SHORT PROBLEM 1 -
Answer these from the passage on resumés:
(a) What kind of document does the passage say a resumé is not?
(b) What should come first when applying for a skill-heavy task?
(c) In what order does the reader want to see your experiences listed?
SHORT PROBLEM 2 -
Carry on the passage on resumés from its final sentence.

While Hippocrates focuses on the past, present and future, there are (additionally), three items to keep in mind when considering your resumé.
First, it is not a static document. It is a living synopsis of you – of what you’ve accomplished and learned, what you’ve excelled at completing. Not only does your “past” change daily, but your focus on different aspects of your past changes, too. Always consider how important each aspect of your past is to a prospective employer, and what services you can provide a prospective employer.
Second, your resumé is a service. It is a service to a prospective employer or client and should be prepared much as you prepare any service: with thoughts to the needs of the client. If you are applying for a task that is skill-heavy, put your skills up front. The reader will appreciate not having to hunt for them. If education qualifications are crucial to the job you seek, put those first. Speaking of what happens first, again, I remind you, consider the reader of your resumé when listing your experiences. They want to see your experiences in reverse chronological order, placing the most recent (or sometimes most relevant) positions first.

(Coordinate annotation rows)
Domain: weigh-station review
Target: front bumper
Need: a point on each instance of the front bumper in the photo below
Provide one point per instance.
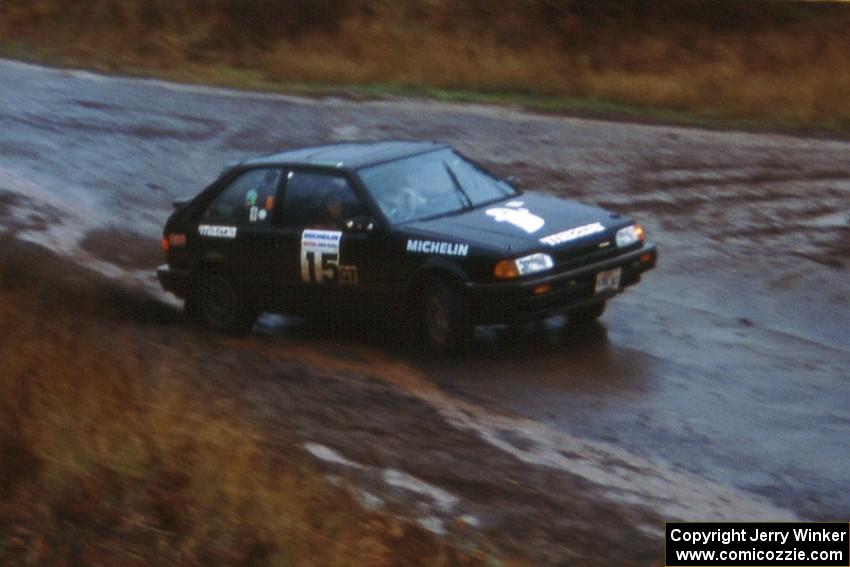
(516, 301)
(175, 281)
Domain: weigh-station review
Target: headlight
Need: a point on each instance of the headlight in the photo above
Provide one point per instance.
(629, 235)
(507, 269)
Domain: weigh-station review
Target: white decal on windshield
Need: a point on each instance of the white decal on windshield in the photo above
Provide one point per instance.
(572, 234)
(518, 216)
(217, 231)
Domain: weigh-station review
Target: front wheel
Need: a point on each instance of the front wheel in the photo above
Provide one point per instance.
(223, 308)
(445, 322)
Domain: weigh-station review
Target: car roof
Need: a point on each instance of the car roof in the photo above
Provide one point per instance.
(350, 155)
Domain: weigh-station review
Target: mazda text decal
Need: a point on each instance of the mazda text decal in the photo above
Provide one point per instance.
(514, 213)
(217, 231)
(431, 247)
(572, 234)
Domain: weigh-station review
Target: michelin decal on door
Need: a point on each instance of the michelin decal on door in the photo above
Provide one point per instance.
(320, 258)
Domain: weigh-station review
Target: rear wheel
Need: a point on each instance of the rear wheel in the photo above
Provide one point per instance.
(222, 307)
(587, 315)
(445, 323)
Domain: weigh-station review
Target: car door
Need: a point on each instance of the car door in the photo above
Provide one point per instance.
(234, 231)
(326, 262)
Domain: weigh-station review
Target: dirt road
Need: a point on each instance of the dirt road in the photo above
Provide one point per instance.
(717, 389)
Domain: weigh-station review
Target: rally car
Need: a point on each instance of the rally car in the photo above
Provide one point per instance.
(412, 229)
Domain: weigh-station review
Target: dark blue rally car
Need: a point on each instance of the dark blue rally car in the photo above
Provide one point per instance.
(413, 230)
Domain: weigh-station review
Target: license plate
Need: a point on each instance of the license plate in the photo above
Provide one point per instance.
(609, 279)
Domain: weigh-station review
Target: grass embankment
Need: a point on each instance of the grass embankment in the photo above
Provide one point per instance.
(747, 62)
(111, 453)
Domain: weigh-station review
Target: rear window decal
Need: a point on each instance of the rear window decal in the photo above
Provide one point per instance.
(320, 256)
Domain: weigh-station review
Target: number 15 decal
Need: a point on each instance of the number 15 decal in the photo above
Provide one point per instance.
(320, 256)
(325, 271)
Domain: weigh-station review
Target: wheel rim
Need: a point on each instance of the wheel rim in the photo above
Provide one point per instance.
(219, 302)
(437, 320)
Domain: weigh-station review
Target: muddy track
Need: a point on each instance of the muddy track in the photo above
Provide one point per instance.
(715, 390)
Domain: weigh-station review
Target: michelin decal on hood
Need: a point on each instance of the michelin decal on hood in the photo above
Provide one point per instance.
(442, 248)
(572, 234)
(514, 213)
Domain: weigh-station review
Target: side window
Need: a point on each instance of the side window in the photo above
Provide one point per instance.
(247, 200)
(319, 200)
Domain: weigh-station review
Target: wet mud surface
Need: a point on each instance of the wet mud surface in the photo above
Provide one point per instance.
(716, 389)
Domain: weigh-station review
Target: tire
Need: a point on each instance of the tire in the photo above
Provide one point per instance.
(222, 307)
(587, 315)
(445, 322)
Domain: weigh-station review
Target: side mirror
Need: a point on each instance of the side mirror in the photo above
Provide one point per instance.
(359, 225)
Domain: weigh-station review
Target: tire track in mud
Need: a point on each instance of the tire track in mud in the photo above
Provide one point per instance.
(618, 475)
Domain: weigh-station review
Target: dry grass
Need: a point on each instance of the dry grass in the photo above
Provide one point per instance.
(765, 60)
(111, 453)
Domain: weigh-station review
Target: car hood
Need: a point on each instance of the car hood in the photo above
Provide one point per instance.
(523, 223)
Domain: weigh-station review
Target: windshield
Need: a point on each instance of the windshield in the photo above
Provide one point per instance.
(431, 184)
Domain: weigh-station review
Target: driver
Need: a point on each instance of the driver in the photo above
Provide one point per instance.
(400, 202)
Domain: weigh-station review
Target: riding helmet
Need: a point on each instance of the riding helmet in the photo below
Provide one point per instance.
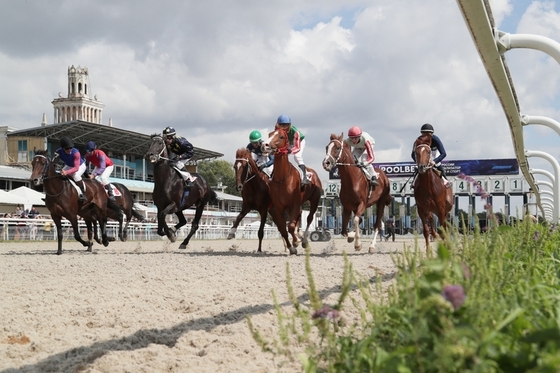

TASK ANSWER 1 -
(a) A static document.
(b) Your skills.
(c) In reverse chronological order, with the most recent (or sometimes most relevant) positions first.

TASK ANSWER 2 -
Third, relevance is critical and will help you decide what to keep in and what to leave out of your resumé. There is a school of thought that your resumé should be no longer than a page, and in most industries, this thought still holds true. However, when I worked at Harvard, the average Curriculum Vitae was five pages long, and needed to be in that industry. You must consider the purpose of the resumé, the industry in which you will apply, and the reader. Find the specific industry standard and make sure you follow it; your reader will appreciate it.
Let’s face it, much as the resumé is about you, its purpose is solely for the reader. Make the reader of your resumé comfortable. Find out what he or she needs to know and make sure that information is readily apparent. Aesthetic use of bold, italics, underlines and bullets is a plus, except in the online application world, when it can be a curse. Plain text or ASCII text is often requested and preferred. At the same time, I am not advocating that you shouldn’t BE bold, not just in your resumé, but in the way you pursue your career. In seeking positions or considering acceptance of them, whether short or long term, low or high pay, prestigious or not, consider: will it hurt my resumé to have this added experience? Learning is a constant, dynamic, integral part of every daily experience. Live your life consciously and consider Hippocrates when presenting it in resumé form, consider your past, your present, your hopes for the future. Do good, or at least, do no harm.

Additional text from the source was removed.